Goal: Each line that follows is to be retyped exactly.

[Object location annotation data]
= = = = = = =

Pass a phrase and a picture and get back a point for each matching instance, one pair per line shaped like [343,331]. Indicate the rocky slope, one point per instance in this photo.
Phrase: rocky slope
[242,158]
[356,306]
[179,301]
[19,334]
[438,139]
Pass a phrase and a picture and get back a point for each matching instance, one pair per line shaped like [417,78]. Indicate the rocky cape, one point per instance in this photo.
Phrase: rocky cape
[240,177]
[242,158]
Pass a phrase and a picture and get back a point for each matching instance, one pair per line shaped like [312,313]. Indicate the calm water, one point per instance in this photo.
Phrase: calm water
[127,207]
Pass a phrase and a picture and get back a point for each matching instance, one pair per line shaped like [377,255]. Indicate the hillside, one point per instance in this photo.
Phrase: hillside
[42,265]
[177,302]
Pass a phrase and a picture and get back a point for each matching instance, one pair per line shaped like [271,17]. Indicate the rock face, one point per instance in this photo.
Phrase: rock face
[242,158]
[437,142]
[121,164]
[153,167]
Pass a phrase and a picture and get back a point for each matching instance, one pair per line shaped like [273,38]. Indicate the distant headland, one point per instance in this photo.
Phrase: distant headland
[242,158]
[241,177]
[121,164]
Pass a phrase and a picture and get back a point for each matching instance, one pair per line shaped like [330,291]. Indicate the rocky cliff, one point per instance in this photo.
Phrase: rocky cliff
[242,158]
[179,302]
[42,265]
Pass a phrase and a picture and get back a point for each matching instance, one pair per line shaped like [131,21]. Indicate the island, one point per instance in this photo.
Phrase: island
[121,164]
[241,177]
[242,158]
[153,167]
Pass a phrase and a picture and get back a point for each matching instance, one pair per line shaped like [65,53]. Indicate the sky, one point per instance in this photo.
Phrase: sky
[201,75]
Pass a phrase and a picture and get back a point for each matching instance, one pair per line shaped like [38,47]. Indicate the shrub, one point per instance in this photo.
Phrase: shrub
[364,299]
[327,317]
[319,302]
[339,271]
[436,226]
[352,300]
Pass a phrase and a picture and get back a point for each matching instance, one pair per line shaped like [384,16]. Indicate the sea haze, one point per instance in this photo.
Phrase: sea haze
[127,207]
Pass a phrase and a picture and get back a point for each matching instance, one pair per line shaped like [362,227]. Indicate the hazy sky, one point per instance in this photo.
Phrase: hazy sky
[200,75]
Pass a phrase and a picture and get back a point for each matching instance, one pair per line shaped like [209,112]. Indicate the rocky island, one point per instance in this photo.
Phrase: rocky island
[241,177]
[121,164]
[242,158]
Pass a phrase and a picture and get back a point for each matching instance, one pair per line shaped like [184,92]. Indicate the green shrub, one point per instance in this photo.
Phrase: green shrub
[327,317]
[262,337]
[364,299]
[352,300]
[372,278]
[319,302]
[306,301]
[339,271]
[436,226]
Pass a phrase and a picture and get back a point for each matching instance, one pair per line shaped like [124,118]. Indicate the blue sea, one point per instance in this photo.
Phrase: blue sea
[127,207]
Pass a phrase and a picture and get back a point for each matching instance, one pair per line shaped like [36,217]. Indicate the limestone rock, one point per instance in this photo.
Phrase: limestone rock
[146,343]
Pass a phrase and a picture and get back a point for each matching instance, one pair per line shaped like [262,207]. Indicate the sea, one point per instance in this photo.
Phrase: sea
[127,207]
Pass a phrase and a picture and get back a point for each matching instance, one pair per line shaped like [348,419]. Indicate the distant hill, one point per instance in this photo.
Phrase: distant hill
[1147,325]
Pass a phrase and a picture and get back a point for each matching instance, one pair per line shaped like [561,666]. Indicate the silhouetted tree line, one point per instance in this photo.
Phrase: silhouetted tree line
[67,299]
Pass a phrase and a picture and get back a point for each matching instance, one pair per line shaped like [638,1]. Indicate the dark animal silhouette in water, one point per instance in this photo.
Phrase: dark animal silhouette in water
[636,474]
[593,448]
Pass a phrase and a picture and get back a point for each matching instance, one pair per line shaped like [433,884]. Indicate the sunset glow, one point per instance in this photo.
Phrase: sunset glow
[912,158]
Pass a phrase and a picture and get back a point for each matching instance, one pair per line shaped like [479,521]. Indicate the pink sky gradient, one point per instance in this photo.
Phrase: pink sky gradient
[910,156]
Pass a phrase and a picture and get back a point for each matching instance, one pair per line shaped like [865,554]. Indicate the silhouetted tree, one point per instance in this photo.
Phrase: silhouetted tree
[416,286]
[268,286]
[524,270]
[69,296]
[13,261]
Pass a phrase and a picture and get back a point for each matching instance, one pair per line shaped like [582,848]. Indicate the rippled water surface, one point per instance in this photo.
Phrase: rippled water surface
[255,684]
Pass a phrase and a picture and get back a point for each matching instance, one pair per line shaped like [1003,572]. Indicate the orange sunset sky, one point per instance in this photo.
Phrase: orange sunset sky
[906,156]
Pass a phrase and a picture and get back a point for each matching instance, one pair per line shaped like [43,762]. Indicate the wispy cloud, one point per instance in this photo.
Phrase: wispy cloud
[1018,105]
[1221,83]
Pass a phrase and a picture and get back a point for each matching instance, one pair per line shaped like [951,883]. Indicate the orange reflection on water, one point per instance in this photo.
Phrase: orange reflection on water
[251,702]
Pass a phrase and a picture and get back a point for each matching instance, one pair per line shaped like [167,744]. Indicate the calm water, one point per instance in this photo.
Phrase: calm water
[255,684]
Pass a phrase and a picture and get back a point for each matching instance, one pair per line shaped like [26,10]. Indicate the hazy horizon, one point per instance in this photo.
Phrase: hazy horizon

= = = = = = =

Solution to the exercise:
Pass a phrase and a picture and get back a point for each matching instance, one pair per line shaped like [343,331]. Indicate the rocky slope, one point per instance in this photo.
Phrase: rocky slope
[242,158]
[356,306]
[179,301]
[19,334]
[438,139]
Pass a phrase and a picture and get back a point for each matching instance, one pair per line shaped like [417,78]. Indicate the rocky cape, one point per instance in this photo.
Phrase: rocky cape
[240,177]
[242,158]
Pass a phrase and a picture and get back a point for each matching instance, one pair per line shaped like [312,313]. Indicate the calm water, one point per instance in this photo.
Phrase: calm water
[127,207]
Pass a phrase and a picture and get back a point for each matching instance, one pair per line shaped like [377,255]. Indicate the hillside, one point per instance in this photo.
Phrase: hillside
[42,265]
[177,302]
Pass a phrase and a picture and get back a point for each matching instance, one pair per line shaped like [271,17]. Indicate the rock face, one point per instance in this photo.
Phrase: rock face
[242,158]
[437,142]
[121,164]
[153,167]
Pass a phrase and a picture and get back a point for each matching instance, one pair per line shaped like [273,38]. Indicate the distant headland, one point per instance in this photo.
Phrase: distant headland
[242,158]
[241,177]
[121,164]
Pass a phrase and a picture and get back a point for each matching instance, one pair per line shaped like [330,291]. Indicate the rocky cliff, one point per instance in this photo.
Phrase: rocky cliff
[242,158]
[179,302]
[42,265]
Pass a phrase and a picture and get back a point for each matching instance, one pair per line shaped like [131,21]. Indicate the island, one point per instance in this photo.
Phrase: island
[121,164]
[241,177]
[242,158]
[153,167]
Pass a phrase and a picture and get back a point for each matching instance, one pair per line shaped like [65,53]. Indicate the sky, one point per instance in this photo.
Phrase: sky
[201,75]
Pass a phrase and a picture and get back a point for each matching instance, one pair per line shaped like [38,47]. Indicate the shrub, one point per instance in this photo.
Phrase: shrub
[364,299]
[327,317]
[319,302]
[339,271]
[436,226]
[352,300]
Pass a phrase and a picture and get back a point for each matching instance, one pair per line shaped like [384,16]. Indicate the sea haze, one point per instance in this photo.
Phrase: sea haze
[127,207]
Pass a phrase and a picture and get back a point for each matching instance, one pair per line shaped like [362,227]. Indicate the hazy sky, one point per instance in this photo.
Phrase: hazy sky
[200,75]
Pass a phrase and a picture and get back a point for each matching instance, one pair per line shaped like [209,112]. Indicate the rocky island, one point per instance in this photo.
Phrase: rocky island
[241,177]
[121,164]
[242,158]
Pass a phrase and a picture and get back a point for each matching instance, one pair per line shaped like [184,92]. Indicate the green shrub, one point per instance in this photo.
Phrase: green shrub
[327,317]
[262,337]
[364,299]
[352,300]
[372,278]
[319,302]
[306,301]
[339,271]
[436,226]
Pass a phrase and a picture and get back a point for each matching instance, one pair per line shaped like [124,118]. Indicate the blue sea, one point per instance in this photo.
Phrase: blue sea
[127,207]
Pass a phrase and a picture and get back a point for each matching instance, one pair per line shaped like [36,217]. Indicate the limestone rock, one point per instance in this photo.
Phrase: limestone rock
[146,343]
Pass a phrase and a picture and get back a point for each matching instance, one pair per line shaped like [262,207]. Indicate the sea, one point per instance in this photo.
Phrase: sea
[127,207]
Pass a phrase and a picture and get back a point for each matching instance, one pair per line shaped like [348,419]. Indicate the distant hill, one point per instance in this photo.
Phrase: distant hill
[1147,325]
Pass a phrase and a picture and get back a point for each matching instance, one pair per line shaped like [561,666]. Indicate the silhouetted tree line, one point per instance in this photo.
Phrase: silhouetted tree line
[67,299]
Pass a phrase and a picture and get back a point for each matching instance, one pair per line shaped like [638,1]. Indicate the dark animal silhouette in water, one point per instance in this photo.
Phrase: dark animal silhouette in water
[636,474]
[593,448]
Pass a phrase and a picture and get back a point for each matching instance, one pair per line shaped like [433,884]. Indicate the sunset glow, one point per instance in this photo.
Phrase: sunset glow
[912,158]
Pass a phrase and a picture and get back a point for each matching instance, one pair per line shaped like [479,521]. Indicate the pink sky gradient, one point per instance in this photo.
Phrase: pink sky gradient
[910,156]
Pass a phrase and a picture and get back a point for each matching instance, one pair per line shaped like [865,554]. Indicate the silhouetted tree, one point per instance in this photo.
Phrase: silhouetted tree
[416,286]
[268,286]
[524,270]
[69,296]
[13,261]
Pass a phrase and a picture and get back a point for each matching instance, one pair per line shaped like [582,848]. Indicate the rippled water surface, one point per instance in this photo.
Phrase: rippled water surface
[255,684]
Pass a phrase and a picture and get back a point for each matching instance, one pair per line shaped like [1003,572]. Indicate the orange sunset sky, one point per instance in this photo.
Phrase: orange sunset sky
[906,156]
Pass a phrase and a picture and get back a point for each matching instance, one pair per line shaped like [43,762]. Indicate the wispy cloud, one point per instance in this photo.
Phrase: wispy cloud
[1018,105]
[1221,83]
Pass a phrase and a picture and get back a point for each matching instance, one pair per line shaped like [951,883]. Indicate the orange reflection on water, one point per instance in this photo.
Phrase: orange reflection on water
[251,702]
Pass a phrase and a picture and get back a point for each matching instance, one pair per line shaped like [167,744]. Indicate the calm water, one point per instance in this photo.
Phrase: calm water
[255,684]
Pass a phrase and a picture and get back a point for each matching instance, one pair per line shaped like [26,10]. Indicate the hazy horizon, one point per instance in this photo.
Phrase: hazy horizon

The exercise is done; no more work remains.